**TASK TO CARRY OUT**
Each line from the first line of the entries through the line holding "Where can the balcony railing" is to be restated word for word; nothing else, and no picture, belongs in the answer.

[Opening DATA FOR THIS EXERCISE section]

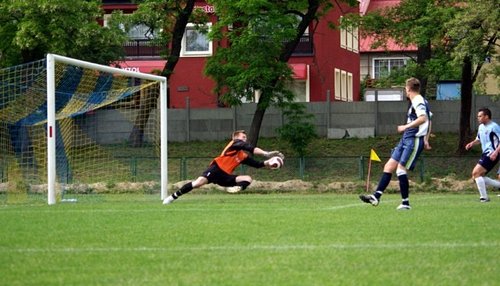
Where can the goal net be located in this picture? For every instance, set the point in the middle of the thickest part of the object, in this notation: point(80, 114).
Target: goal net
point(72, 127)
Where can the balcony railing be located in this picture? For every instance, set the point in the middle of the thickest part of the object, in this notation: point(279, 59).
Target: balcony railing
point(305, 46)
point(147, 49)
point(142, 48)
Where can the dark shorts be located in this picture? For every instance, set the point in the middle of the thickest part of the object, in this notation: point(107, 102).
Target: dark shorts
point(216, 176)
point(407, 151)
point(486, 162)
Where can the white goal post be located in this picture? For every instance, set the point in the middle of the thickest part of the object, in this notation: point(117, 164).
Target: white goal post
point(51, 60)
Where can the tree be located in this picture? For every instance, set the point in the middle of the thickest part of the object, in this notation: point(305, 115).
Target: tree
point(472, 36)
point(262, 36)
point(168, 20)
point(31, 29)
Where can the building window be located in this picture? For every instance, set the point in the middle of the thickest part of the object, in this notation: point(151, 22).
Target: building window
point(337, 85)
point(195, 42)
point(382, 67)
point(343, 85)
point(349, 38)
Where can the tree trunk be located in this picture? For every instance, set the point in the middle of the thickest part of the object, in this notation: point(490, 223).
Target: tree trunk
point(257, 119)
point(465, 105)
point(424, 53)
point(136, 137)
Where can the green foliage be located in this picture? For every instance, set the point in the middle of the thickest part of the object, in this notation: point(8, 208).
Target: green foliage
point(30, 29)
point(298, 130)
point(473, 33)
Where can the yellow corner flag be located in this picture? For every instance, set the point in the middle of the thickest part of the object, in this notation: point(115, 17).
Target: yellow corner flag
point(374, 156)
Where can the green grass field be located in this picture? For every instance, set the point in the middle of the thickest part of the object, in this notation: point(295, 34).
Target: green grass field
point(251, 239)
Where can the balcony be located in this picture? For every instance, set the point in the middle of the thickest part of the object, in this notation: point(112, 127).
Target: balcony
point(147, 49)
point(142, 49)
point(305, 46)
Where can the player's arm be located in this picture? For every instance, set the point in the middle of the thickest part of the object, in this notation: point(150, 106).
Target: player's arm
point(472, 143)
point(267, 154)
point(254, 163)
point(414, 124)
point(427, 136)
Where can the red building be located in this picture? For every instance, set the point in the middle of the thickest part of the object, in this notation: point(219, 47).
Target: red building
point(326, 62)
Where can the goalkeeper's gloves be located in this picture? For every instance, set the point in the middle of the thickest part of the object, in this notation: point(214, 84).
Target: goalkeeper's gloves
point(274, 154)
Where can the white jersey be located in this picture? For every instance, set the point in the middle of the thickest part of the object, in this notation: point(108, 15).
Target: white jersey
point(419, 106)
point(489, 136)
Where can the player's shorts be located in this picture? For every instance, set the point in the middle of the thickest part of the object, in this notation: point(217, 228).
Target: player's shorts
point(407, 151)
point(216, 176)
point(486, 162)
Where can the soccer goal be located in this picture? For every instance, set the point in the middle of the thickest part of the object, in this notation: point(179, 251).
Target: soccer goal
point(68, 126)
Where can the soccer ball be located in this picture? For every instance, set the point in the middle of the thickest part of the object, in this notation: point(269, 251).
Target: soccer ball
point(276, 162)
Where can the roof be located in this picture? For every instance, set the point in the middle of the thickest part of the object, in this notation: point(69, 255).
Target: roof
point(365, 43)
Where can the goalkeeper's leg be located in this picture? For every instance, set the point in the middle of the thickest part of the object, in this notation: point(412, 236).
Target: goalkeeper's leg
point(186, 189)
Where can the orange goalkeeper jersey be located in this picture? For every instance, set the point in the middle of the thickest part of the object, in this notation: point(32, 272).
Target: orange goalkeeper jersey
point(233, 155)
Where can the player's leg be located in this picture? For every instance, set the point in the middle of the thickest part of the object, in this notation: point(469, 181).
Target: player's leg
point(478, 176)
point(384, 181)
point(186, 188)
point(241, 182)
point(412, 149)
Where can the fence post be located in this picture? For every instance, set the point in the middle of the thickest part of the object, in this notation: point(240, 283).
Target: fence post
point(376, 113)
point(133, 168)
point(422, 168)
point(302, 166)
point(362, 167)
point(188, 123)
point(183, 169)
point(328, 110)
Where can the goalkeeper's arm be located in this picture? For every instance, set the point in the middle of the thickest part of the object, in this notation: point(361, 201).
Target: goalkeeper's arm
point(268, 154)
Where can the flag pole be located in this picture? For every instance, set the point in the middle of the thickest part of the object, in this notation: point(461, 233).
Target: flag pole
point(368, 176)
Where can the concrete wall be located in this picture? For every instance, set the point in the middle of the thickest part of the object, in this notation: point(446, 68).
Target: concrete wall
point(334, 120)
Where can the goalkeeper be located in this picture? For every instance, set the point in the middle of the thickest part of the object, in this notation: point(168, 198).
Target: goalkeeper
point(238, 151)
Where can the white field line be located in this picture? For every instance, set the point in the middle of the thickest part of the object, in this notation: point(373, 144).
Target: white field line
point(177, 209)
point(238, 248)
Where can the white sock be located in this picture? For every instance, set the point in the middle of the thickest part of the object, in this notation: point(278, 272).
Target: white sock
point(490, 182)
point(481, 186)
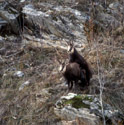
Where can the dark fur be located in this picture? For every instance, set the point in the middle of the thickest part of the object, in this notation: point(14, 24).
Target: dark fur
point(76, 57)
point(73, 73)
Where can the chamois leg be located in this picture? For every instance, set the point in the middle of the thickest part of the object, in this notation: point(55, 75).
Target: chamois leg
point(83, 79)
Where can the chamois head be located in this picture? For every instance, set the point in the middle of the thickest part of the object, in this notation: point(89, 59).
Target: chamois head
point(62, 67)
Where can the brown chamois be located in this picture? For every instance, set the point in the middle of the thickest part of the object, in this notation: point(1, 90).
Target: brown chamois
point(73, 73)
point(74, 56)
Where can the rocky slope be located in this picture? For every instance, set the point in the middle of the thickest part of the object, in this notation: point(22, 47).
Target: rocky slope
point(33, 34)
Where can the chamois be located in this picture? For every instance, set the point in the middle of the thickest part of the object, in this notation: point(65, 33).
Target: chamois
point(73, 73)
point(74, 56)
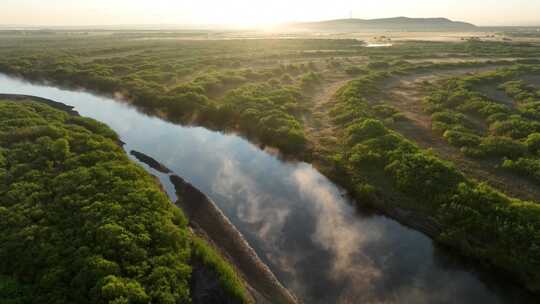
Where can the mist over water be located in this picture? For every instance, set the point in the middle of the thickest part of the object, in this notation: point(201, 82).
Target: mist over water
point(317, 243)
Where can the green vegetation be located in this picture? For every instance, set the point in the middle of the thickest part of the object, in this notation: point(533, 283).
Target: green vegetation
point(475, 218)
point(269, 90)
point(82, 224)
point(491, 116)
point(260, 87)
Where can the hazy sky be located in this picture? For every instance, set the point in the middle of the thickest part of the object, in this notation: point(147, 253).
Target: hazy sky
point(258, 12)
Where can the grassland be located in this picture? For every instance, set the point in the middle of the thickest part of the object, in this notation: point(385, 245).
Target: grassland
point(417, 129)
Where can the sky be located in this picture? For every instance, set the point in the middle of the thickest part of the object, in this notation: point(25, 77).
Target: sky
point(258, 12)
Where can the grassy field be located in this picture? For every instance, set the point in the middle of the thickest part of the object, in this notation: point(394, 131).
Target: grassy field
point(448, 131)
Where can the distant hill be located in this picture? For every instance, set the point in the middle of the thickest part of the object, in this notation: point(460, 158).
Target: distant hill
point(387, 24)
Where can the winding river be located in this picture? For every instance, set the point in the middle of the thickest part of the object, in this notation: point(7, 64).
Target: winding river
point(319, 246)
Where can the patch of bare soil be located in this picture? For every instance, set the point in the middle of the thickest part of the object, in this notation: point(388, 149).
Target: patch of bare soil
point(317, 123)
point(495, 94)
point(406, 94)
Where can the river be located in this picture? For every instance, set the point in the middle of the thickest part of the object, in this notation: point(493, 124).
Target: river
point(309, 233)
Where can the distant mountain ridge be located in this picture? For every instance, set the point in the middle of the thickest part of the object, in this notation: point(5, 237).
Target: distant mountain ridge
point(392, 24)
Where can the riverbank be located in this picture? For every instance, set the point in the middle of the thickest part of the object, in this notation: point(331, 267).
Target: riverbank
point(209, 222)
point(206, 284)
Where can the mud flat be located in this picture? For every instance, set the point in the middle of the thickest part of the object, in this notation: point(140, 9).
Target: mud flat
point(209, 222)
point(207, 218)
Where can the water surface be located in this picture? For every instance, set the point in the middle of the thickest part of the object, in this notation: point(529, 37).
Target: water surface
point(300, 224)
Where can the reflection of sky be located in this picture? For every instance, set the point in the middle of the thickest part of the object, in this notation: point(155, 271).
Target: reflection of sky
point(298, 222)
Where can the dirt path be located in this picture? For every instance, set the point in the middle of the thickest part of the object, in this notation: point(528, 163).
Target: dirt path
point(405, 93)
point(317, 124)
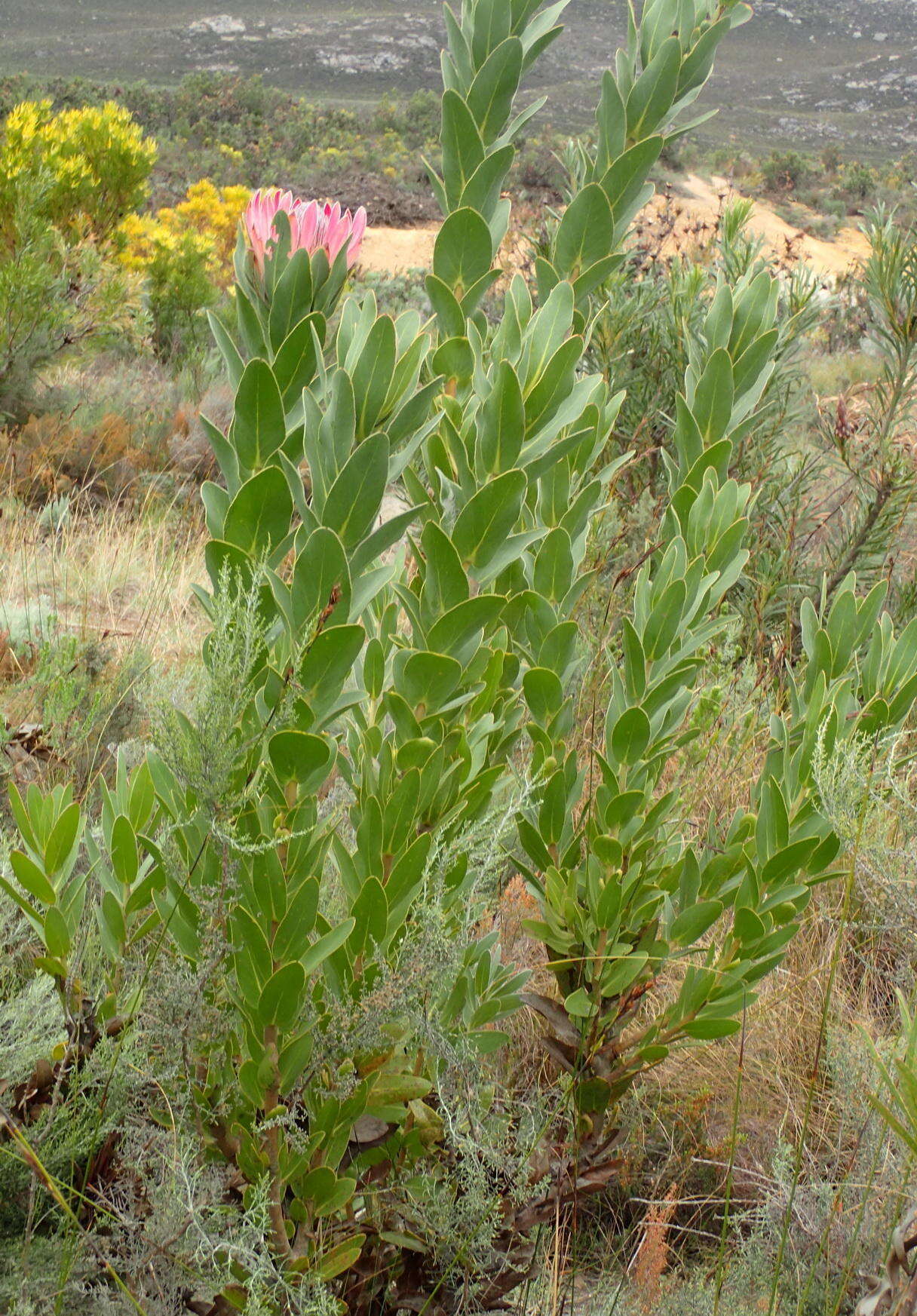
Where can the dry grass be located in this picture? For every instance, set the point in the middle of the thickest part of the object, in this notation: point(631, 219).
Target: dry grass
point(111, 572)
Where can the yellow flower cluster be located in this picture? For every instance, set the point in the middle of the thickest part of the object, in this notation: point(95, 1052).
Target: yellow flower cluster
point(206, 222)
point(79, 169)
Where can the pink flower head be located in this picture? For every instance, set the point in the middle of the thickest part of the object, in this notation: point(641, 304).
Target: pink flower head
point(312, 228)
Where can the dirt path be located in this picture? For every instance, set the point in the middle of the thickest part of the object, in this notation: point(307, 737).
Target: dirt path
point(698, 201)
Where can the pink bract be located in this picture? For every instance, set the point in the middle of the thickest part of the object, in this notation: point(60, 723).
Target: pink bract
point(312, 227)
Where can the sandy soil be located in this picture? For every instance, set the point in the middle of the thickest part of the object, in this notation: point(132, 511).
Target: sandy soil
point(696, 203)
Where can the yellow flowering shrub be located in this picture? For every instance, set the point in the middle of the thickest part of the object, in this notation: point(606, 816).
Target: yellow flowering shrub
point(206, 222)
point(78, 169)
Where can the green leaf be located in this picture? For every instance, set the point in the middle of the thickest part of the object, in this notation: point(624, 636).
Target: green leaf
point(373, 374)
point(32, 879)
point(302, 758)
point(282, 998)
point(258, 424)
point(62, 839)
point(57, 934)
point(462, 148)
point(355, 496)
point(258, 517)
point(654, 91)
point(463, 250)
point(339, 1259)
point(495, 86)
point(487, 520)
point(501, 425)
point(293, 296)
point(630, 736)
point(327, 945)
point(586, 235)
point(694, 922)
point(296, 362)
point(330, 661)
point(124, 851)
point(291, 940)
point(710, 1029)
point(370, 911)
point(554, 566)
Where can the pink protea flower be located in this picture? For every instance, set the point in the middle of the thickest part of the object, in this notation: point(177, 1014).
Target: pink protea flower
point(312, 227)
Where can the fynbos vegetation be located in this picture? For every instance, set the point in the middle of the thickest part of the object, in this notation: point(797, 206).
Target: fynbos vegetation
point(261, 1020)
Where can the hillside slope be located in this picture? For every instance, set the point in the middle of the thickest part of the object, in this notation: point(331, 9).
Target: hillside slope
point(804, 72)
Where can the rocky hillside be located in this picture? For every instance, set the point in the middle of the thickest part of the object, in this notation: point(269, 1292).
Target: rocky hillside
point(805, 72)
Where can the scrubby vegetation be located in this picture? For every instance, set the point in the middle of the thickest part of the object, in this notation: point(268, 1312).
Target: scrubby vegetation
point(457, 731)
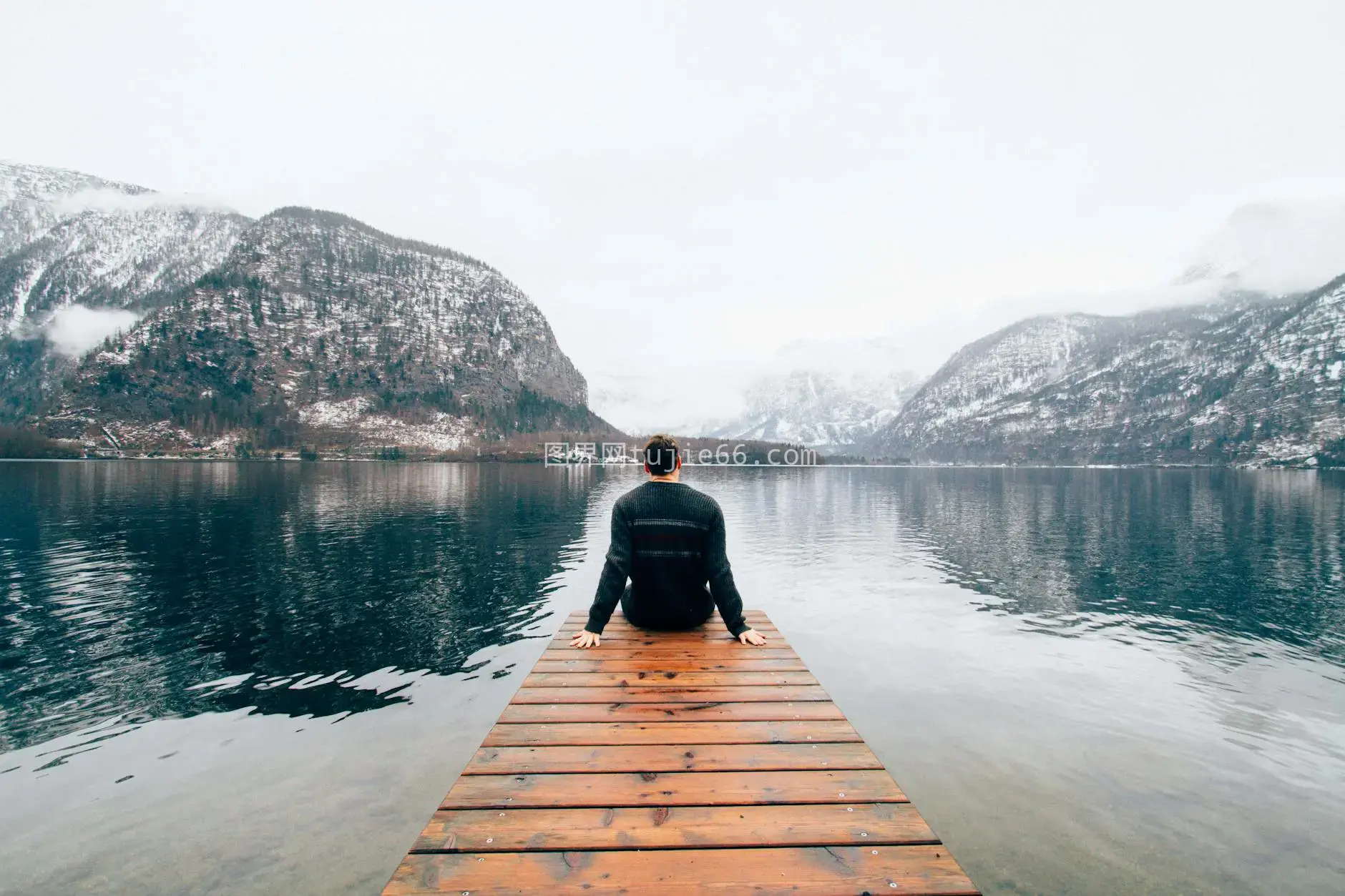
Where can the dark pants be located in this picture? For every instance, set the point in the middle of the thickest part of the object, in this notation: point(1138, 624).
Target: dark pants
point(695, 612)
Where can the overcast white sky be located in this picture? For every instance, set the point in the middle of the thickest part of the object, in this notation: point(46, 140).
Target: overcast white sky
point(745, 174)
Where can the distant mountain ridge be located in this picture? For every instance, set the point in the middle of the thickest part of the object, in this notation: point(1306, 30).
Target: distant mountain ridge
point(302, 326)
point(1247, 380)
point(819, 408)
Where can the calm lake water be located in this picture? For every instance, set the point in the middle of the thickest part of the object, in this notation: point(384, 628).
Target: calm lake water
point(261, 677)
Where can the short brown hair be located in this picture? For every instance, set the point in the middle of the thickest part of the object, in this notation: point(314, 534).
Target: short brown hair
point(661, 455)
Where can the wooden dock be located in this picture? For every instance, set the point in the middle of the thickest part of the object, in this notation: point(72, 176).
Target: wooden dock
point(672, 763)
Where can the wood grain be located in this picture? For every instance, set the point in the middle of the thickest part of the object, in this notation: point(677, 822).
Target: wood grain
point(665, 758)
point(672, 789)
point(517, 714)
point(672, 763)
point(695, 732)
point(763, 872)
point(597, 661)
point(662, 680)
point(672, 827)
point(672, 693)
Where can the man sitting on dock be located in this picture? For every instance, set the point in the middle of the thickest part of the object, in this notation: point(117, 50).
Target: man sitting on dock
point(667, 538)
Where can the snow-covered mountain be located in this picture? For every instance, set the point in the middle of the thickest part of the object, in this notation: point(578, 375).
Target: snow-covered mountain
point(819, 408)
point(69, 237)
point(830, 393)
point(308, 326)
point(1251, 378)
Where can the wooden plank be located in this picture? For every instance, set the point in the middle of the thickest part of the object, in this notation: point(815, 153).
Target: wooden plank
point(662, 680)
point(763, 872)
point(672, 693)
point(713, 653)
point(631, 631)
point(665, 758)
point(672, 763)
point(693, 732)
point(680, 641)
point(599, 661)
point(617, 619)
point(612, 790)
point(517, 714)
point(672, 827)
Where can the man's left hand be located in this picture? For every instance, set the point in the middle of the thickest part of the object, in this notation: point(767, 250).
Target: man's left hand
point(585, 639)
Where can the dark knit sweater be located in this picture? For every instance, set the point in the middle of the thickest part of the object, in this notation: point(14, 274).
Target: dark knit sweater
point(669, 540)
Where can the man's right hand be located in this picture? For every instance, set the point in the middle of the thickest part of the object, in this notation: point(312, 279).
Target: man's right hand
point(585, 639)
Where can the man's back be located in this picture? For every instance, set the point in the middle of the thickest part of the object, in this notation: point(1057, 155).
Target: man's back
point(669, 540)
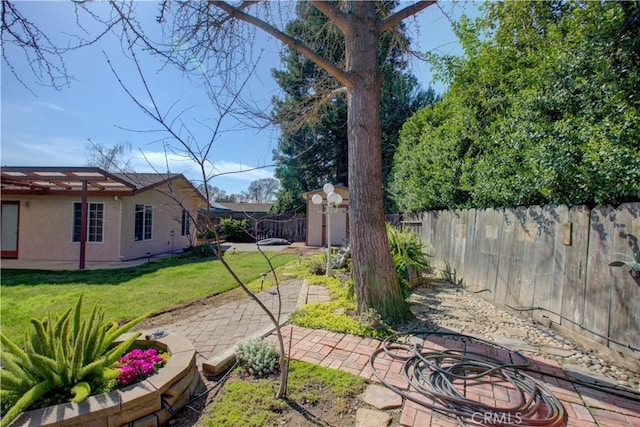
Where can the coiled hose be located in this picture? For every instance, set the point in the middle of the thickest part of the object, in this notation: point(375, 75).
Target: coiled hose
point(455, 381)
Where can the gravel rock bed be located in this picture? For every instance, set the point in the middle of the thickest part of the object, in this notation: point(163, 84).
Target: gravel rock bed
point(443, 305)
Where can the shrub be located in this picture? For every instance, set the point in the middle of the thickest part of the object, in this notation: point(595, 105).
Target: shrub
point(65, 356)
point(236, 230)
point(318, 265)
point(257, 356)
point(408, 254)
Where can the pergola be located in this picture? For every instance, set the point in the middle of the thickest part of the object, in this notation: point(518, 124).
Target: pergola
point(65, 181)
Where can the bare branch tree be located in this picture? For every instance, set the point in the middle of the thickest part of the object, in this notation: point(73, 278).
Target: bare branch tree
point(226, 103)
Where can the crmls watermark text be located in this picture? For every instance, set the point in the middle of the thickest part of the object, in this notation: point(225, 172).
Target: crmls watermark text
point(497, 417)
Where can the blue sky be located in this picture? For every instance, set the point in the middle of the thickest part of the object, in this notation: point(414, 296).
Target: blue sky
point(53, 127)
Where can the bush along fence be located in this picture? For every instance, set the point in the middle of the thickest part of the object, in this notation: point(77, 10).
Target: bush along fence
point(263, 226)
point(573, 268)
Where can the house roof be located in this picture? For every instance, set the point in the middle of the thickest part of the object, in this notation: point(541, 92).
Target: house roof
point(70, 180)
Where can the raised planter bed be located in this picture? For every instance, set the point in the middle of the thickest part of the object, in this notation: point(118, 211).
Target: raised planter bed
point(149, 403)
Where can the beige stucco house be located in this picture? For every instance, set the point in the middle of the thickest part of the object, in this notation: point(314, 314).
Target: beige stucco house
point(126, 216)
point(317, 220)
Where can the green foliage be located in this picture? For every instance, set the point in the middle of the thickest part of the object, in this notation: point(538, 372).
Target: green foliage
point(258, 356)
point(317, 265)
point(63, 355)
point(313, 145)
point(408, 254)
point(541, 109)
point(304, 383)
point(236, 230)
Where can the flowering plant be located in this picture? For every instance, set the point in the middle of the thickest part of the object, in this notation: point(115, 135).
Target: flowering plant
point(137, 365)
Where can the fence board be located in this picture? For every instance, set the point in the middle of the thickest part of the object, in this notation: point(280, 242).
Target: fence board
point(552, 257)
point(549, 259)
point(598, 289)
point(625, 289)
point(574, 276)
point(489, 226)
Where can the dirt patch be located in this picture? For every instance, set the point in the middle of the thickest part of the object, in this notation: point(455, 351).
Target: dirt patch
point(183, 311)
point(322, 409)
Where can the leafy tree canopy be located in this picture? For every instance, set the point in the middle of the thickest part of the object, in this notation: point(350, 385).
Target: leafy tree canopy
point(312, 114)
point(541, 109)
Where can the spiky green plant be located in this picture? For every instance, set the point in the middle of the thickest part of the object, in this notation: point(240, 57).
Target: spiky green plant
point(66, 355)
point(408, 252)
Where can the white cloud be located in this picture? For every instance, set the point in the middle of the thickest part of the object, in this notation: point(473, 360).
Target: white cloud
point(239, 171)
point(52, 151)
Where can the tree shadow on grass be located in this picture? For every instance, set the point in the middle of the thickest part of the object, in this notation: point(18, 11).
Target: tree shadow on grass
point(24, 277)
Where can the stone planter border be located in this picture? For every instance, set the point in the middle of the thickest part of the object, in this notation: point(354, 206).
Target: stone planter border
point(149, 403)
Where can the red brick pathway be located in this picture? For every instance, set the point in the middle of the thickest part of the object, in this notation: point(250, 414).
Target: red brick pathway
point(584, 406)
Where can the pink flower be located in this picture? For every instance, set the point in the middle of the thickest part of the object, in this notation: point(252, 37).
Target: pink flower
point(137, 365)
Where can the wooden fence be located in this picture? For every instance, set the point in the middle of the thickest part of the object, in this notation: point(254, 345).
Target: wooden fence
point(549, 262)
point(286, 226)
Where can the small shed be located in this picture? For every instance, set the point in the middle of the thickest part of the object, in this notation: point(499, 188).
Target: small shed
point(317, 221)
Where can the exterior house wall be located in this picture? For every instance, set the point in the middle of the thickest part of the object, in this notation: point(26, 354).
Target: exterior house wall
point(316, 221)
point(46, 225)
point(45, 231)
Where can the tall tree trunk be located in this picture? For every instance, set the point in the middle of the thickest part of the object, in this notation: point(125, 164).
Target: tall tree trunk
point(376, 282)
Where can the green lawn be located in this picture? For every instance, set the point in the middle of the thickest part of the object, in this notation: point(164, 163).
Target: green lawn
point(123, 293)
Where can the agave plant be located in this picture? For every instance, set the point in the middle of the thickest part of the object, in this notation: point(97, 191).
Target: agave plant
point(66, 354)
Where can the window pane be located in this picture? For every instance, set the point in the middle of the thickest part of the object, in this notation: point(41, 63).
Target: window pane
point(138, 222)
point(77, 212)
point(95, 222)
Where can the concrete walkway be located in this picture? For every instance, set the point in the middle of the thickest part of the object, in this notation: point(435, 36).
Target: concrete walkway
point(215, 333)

[Closing DATA FOR THIS EXERCISE section]

**REPLY TO THE EXERCISE**
Where can the goal net be located in this picture? For every instance, set the point in the middle of the thickest part of the object, in this notation: point(80, 114).
Target: goal net
point(72, 127)
Where can the balcony railing be located in this picture? For every instance, set the point in the middle of the thickest part of the object, in this notation: point(279, 59).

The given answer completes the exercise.